Aim of the exercise: Which of the lines below mention the word "target"? Pull each one out.

Dataset entries:
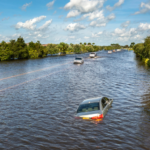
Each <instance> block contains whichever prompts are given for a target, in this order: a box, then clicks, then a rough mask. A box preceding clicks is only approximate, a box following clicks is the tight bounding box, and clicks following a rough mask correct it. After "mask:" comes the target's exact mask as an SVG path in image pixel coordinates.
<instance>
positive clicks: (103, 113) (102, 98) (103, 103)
mask: <svg viewBox="0 0 150 150" xmlns="http://www.w3.org/2000/svg"><path fill="white" fill-rule="evenodd" d="M101 108H102V112H103V115H104V116H105V115H106V114H107V111H108V108H109V105H108V104H106V100H105V98H102V99H101Z"/></svg>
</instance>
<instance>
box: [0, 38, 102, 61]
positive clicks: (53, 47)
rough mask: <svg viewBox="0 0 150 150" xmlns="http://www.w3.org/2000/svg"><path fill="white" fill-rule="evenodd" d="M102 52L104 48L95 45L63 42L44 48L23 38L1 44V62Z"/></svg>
mask: <svg viewBox="0 0 150 150" xmlns="http://www.w3.org/2000/svg"><path fill="white" fill-rule="evenodd" d="M98 50H102V47H100V46H96V45H95V43H92V44H91V43H83V44H82V43H80V44H72V43H70V44H67V43H64V42H61V43H60V44H48V45H47V46H43V45H42V44H41V43H40V41H37V42H36V43H34V42H32V41H31V42H30V43H28V44H26V43H25V41H24V39H23V38H22V37H19V38H18V39H17V40H10V42H9V43H6V42H5V41H2V42H1V43H0V61H4V60H14V59H29V58H40V57H46V56H47V55H48V54H51V55H53V54H58V53H60V54H62V55H65V54H70V53H76V54H81V53H86V52H94V51H98Z"/></svg>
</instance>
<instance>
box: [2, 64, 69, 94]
mask: <svg viewBox="0 0 150 150" xmlns="http://www.w3.org/2000/svg"><path fill="white" fill-rule="evenodd" d="M68 68H71V67H68ZM68 68H65V69H62V70H60V71H56V72H53V73H50V74H47V75H45V76H41V77H38V78H34V79H32V80H28V81H25V82H22V83H19V84H16V85H13V86H10V87H8V88H4V89H2V90H0V92H2V91H5V90H8V89H11V88H14V87H17V86H20V85H23V84H26V83H30V82H32V81H34V80H38V79H41V78H44V77H47V76H50V75H52V74H56V73H58V72H62V71H64V70H67V69H68Z"/></svg>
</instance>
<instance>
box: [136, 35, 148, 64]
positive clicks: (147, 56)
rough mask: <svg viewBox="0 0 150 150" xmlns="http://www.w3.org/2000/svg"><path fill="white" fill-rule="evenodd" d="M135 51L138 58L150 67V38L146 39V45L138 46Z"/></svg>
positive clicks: (136, 46)
mask: <svg viewBox="0 0 150 150" xmlns="http://www.w3.org/2000/svg"><path fill="white" fill-rule="evenodd" d="M133 49H134V52H135V54H136V56H137V57H139V58H140V60H141V61H143V62H144V63H145V65H147V66H149V67H150V36H148V37H146V38H145V40H144V43H138V44H136V45H135V46H134V47H133Z"/></svg>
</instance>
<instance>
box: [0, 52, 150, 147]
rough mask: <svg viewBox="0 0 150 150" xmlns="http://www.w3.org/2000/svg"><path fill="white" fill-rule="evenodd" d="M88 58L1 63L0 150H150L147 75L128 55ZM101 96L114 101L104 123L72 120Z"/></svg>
mask: <svg viewBox="0 0 150 150" xmlns="http://www.w3.org/2000/svg"><path fill="white" fill-rule="evenodd" d="M88 55H89V54H88V53H87V54H81V55H80V56H82V57H83V58H84V60H85V61H84V64H82V65H74V64H73V60H74V58H75V55H67V56H61V57H47V58H43V59H33V60H21V61H20V60H16V61H8V62H0V149H8V150H9V149H10V150H12V149H19V150H51V149H54V150H55V149H56V150H57V149H58V150H59V149H60V150H66V149H67V150H80V149H87V150H91V149H101V150H102V149H103V150H106V149H107V150H108V149H111V150H112V149H113V150H132V149H133V150H135V149H136V150H149V149H150V69H148V68H146V67H144V66H143V65H141V64H140V62H139V61H138V60H136V58H135V55H134V53H133V52H132V51H121V52H116V53H112V54H108V53H107V52H106V51H100V52H98V56H99V57H98V58H95V59H90V58H88ZM99 96H106V97H109V98H112V99H114V101H113V104H112V107H111V109H109V111H108V113H107V115H106V117H105V118H104V119H103V120H102V121H99V122H98V121H87V120H80V119H79V120H76V119H75V118H74V115H75V113H76V109H77V107H78V105H79V104H80V103H81V102H82V101H83V100H84V99H87V98H92V97H99Z"/></svg>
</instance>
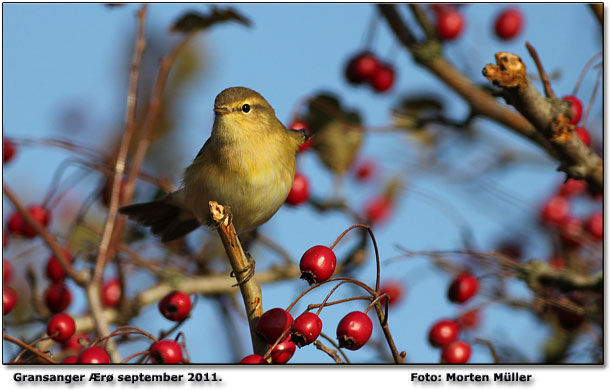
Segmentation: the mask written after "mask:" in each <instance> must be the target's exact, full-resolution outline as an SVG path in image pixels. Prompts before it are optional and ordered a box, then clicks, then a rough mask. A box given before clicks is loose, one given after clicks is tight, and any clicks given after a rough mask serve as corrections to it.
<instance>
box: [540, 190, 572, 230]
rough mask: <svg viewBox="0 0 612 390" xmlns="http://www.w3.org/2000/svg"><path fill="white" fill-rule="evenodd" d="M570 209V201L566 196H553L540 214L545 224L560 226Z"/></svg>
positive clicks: (542, 209) (566, 216) (540, 212)
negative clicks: (569, 200)
mask: <svg viewBox="0 0 612 390" xmlns="http://www.w3.org/2000/svg"><path fill="white" fill-rule="evenodd" d="M569 209H570V203H569V200H568V199H567V198H566V197H564V196H553V197H551V198H550V199H548V200H547V201H546V202H545V203H544V206H543V207H542V210H541V212H540V218H541V219H542V221H544V222H549V223H553V224H560V223H561V222H563V220H564V219H565V217H567V215H568V213H569Z"/></svg>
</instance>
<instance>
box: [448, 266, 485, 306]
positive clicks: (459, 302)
mask: <svg viewBox="0 0 612 390" xmlns="http://www.w3.org/2000/svg"><path fill="white" fill-rule="evenodd" d="M478 287H479V283H478V279H476V278H475V277H474V276H473V275H472V274H469V273H462V274H459V275H457V276H456V277H455V279H453V281H452V283H451V284H450V286H449V288H448V299H450V300H451V302H455V303H463V302H465V301H467V300H468V299H470V298H472V297H473V296H474V295H476V293H477V292H478Z"/></svg>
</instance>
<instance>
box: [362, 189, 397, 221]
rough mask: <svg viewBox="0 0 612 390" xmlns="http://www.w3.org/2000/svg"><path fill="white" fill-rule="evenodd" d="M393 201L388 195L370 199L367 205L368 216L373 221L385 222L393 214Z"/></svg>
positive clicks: (367, 212) (366, 209)
mask: <svg viewBox="0 0 612 390" xmlns="http://www.w3.org/2000/svg"><path fill="white" fill-rule="evenodd" d="M391 206H392V202H391V199H389V198H388V197H387V196H378V197H375V198H372V199H370V201H368V203H366V206H365V213H366V218H367V219H368V220H369V221H370V222H372V223H380V222H384V221H385V220H386V219H387V218H388V217H389V215H391Z"/></svg>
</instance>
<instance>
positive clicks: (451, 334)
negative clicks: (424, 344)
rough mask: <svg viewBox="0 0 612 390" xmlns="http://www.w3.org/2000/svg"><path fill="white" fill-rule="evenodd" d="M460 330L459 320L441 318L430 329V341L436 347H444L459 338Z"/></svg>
mask: <svg viewBox="0 0 612 390" xmlns="http://www.w3.org/2000/svg"><path fill="white" fill-rule="evenodd" d="M460 331H461V327H460V326H459V324H458V323H457V321H453V320H440V321H438V322H436V323H435V324H433V326H432V327H431V329H429V343H430V344H431V345H432V346H434V347H443V346H445V345H446V344H448V343H452V342H453V341H455V340H457V337H459V332H460Z"/></svg>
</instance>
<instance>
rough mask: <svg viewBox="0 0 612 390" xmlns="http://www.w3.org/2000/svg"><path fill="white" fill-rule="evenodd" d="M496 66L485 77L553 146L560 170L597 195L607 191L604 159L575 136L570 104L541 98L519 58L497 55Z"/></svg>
mask: <svg viewBox="0 0 612 390" xmlns="http://www.w3.org/2000/svg"><path fill="white" fill-rule="evenodd" d="M495 60H496V64H495V65H493V64H489V65H487V66H485V68H484V69H483V71H482V73H483V75H484V76H485V77H486V78H487V80H489V82H491V83H492V84H494V85H496V86H499V87H501V88H502V89H503V91H504V92H503V94H504V98H505V99H506V101H507V102H508V103H509V104H511V105H512V106H514V107H515V108H516V109H517V110H518V111H519V112H520V113H521V114H523V116H524V117H525V118H527V120H529V122H531V123H532V124H533V125H534V126H535V127H536V129H537V131H538V132H539V133H540V134H541V135H543V136H544V137H546V139H547V140H548V141H549V142H550V144H551V145H552V146H553V148H554V149H555V151H556V152H557V155H558V157H559V160H560V161H561V166H560V170H563V171H564V172H566V173H567V175H568V176H569V177H571V178H574V179H585V180H587V182H588V183H589V185H590V186H591V189H592V190H593V191H595V192H597V193H601V192H602V191H603V165H602V161H601V158H600V157H599V156H598V155H597V154H595V152H593V150H591V149H590V148H589V147H588V146H586V145H585V144H584V143H583V142H582V141H581V140H580V138H578V136H576V134H575V132H574V126H573V125H572V124H571V123H570V121H569V118H568V116H567V115H566V113H567V111H568V109H569V103H567V102H565V101H562V100H558V99H549V98H546V97H544V96H542V95H541V94H540V92H539V91H538V89H537V88H536V87H535V85H533V83H532V82H531V80H530V78H529V76H528V75H527V68H526V66H525V63H524V62H523V60H522V59H521V58H520V57H519V56H518V55H516V54H512V53H508V52H499V53H496V54H495Z"/></svg>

Written response:
Each <instance> block contains whichever prompts are given for a target, in this order: a box, then clicks, then a rough mask. A box preceding clicks is only approximate, a box following clicks is the tight bounding box, and clicks following a rough mask correct it. After "mask:" comes the target's exact mask as an SVG path in image pixel coordinates.
Segmentation: the mask written after "mask:" in each <instance> must be the target's exact, full-resolution outline as an SVG path in image pixels. Prompts before it are optional and ordered a box, then clicks, then a rough mask. A box given before clicks is loose, one given after clicks is tight, and any clicks given after a rough mask serve as corrections to it.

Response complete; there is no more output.